§ **Excerpt to read**:
....................
Is there any way to minimize str()/unicode() objects memory usage [Python 2.6.4] ?

Sat Aug 7 04:16:47 EDT 2010

dmtr wrote:

> On Aug 6, 11:50 pm, Peter Otten <__pete... at web.de> wrote:
>> I don't know to what extent it still applys but switching off cyclic
>> garbage collection with
>>
>> import gc
>> gc.disable()
> 
> 
> Haven't tried it on the real dataset. On the synthetic test it (and
> sys.setcheckinterval(100000)) gave ~2% speedup and no change in memory
> usage. Not significant. I'll try it on the real dataset though.
> 
> 
>> while building large datastructures used to speed up things
>> significantly. That's what I would try first with your real data.
>>
>> Encoding your unicode strings as UTF-8 could save some memory.
> 
> Yes...  In fact that's what I'm trying now... .encode('utf-8')
> definitely creates some clutter in the code, but I guess I can
> subclass dict... And it does saves memory! A lot of it. Seems to be a
> bit faster too....
> 
>> When your integers fit into two bytes, say, you can use an array.array()
>> instead of the tuple.
> 
> Excellent idea. Thanks!  And it seems to work too, at least for the
> test code. Here are some benchmarks (x86 desktop):
> 
> Unicode key / tuple:
>>>> for i in xrange(0, 1000000): d[unicode(i)] =  (i, i+1, i+2, i+3, i+4,
>>>> i+5, i+6)
> 1000000 keys, ['VmPeak:\t  224704 kB', 'VmSize:\t  224704 kB'],
> 4.079240 seconds, 245143.698209 keys per second
> 
>>>> for i in xrange(0, 1000000): d[unicode(i).encode('utf-8')] = 
>>>> array.array('i', (i, i+1, i+2, i+3, i+4, i+5, i+6))
....................
§ **Exercise instructions**: List each suggestion Peter Otten makes in the forum thread above.
....................
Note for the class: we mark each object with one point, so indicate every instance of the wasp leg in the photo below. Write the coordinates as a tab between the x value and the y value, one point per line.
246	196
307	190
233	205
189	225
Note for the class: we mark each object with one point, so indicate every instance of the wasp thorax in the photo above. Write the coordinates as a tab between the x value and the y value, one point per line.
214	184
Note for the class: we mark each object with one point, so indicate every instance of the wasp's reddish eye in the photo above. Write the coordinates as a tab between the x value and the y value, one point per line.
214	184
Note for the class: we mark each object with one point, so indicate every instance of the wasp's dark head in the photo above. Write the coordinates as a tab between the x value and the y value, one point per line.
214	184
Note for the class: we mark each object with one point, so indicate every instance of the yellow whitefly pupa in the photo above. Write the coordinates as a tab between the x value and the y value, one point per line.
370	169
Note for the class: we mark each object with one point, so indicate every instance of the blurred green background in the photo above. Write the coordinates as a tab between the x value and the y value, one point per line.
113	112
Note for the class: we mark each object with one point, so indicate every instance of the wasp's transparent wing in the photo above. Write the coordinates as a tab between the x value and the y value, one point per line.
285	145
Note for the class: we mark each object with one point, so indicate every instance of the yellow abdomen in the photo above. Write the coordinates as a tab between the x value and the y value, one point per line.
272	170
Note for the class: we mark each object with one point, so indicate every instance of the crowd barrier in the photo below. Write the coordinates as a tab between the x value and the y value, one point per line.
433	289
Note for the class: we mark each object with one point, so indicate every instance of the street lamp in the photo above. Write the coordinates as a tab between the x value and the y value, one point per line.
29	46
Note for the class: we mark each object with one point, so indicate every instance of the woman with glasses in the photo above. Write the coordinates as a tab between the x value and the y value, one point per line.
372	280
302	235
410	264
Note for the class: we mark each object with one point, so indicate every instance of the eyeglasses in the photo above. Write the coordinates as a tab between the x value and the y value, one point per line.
....................
§ **Result for this task**:
- Switch off cyclic garbage collection with `import gc` and `gc.disable()` while building large data structures.
- Encode the unicode strings as UTF-8 to save memory.
- Use an `array.array()` instead of the tuple when the integers fit into two bytes.